Reproduce the entries below in full, word for word.

** BEGIN Materials provided **

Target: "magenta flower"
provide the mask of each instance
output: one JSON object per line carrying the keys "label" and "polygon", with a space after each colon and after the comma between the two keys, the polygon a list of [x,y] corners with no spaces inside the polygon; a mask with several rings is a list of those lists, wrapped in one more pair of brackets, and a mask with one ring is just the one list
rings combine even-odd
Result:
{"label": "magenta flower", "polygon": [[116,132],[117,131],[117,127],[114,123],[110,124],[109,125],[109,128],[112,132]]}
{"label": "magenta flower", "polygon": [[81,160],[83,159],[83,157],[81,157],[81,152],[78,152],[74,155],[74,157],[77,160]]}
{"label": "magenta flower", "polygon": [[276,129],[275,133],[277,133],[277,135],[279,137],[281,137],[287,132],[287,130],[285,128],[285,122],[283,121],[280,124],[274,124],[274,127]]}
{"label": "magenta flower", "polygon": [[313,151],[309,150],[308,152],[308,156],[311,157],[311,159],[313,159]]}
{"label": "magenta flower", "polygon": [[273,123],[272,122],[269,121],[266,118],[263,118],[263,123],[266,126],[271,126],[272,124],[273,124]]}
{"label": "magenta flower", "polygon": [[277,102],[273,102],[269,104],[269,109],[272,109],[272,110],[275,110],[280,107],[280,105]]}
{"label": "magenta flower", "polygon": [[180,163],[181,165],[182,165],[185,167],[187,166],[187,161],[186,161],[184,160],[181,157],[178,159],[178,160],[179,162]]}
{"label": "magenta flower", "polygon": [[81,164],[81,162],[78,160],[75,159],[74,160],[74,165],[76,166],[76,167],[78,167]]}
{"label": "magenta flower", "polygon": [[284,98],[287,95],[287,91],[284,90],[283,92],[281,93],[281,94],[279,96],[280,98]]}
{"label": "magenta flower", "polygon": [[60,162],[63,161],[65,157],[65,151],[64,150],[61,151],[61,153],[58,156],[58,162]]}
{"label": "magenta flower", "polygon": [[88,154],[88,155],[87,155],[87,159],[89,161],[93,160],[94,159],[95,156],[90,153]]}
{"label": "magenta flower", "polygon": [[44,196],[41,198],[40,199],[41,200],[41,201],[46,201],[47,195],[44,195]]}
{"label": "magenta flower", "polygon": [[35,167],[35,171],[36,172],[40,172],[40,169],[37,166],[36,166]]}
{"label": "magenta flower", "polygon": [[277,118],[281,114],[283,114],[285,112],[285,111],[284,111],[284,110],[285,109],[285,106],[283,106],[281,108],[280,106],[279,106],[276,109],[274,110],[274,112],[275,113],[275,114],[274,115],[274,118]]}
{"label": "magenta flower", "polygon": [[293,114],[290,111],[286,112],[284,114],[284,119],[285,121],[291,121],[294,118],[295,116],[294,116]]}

** END Materials provided **

Result of this exercise:
Target: "magenta flower"
provide the mask of each instance
output: one JSON object per line carrying the keys "label" and "polygon", with a space after each colon and after the comma between the two keys, the polygon a list of [x,y] corners with no spaces inside the polygon; a mask with several rings is a list of those lists, wrapped in one more pair of brackets, and a mask with one ring is just the one list
rings combine even-odd
Result:
{"label": "magenta flower", "polygon": [[116,132],[117,131],[117,127],[114,123],[110,124],[109,125],[109,128],[112,132]]}
{"label": "magenta flower", "polygon": [[81,160],[83,159],[83,157],[81,157],[81,152],[78,152],[74,155],[74,157],[77,160]]}
{"label": "magenta flower", "polygon": [[276,129],[275,133],[277,133],[277,135],[279,137],[281,137],[287,132],[287,130],[285,128],[285,122],[283,121],[280,124],[274,124],[274,127]]}
{"label": "magenta flower", "polygon": [[313,151],[309,150],[308,152],[308,156],[311,157],[311,159],[313,159]]}
{"label": "magenta flower", "polygon": [[273,123],[272,122],[269,121],[266,118],[263,118],[263,123],[266,126],[271,126],[272,124],[273,124]]}
{"label": "magenta flower", "polygon": [[277,102],[273,102],[269,104],[269,109],[272,109],[272,110],[275,110],[280,107],[280,105]]}
{"label": "magenta flower", "polygon": [[180,163],[181,165],[182,165],[185,167],[187,166],[187,161],[186,161],[184,160],[181,157],[178,159],[178,160],[179,162]]}
{"label": "magenta flower", "polygon": [[81,164],[81,162],[78,160],[75,159],[74,160],[74,165],[76,166],[76,167],[78,167]]}
{"label": "magenta flower", "polygon": [[284,98],[287,95],[287,91],[284,90],[283,92],[281,93],[281,94],[279,96],[280,98]]}
{"label": "magenta flower", "polygon": [[60,162],[63,161],[65,157],[65,151],[64,150],[61,151],[61,153],[58,156],[58,162]]}
{"label": "magenta flower", "polygon": [[88,154],[88,155],[87,155],[87,159],[89,161],[93,160],[94,159],[95,156],[90,153]]}
{"label": "magenta flower", "polygon": [[44,196],[41,198],[40,199],[41,200],[41,201],[46,201],[47,195],[44,195]]}
{"label": "magenta flower", "polygon": [[35,167],[35,171],[36,172],[40,172],[40,169],[37,166],[36,166]]}
{"label": "magenta flower", "polygon": [[277,118],[281,114],[283,114],[285,112],[285,111],[284,111],[284,110],[285,109],[285,106],[283,106],[281,108],[280,106],[279,106],[276,109],[274,110],[274,112],[275,113],[275,114],[274,115],[274,118]]}
{"label": "magenta flower", "polygon": [[293,114],[290,111],[286,112],[284,114],[284,119],[285,121],[291,121],[294,118],[295,116],[294,116]]}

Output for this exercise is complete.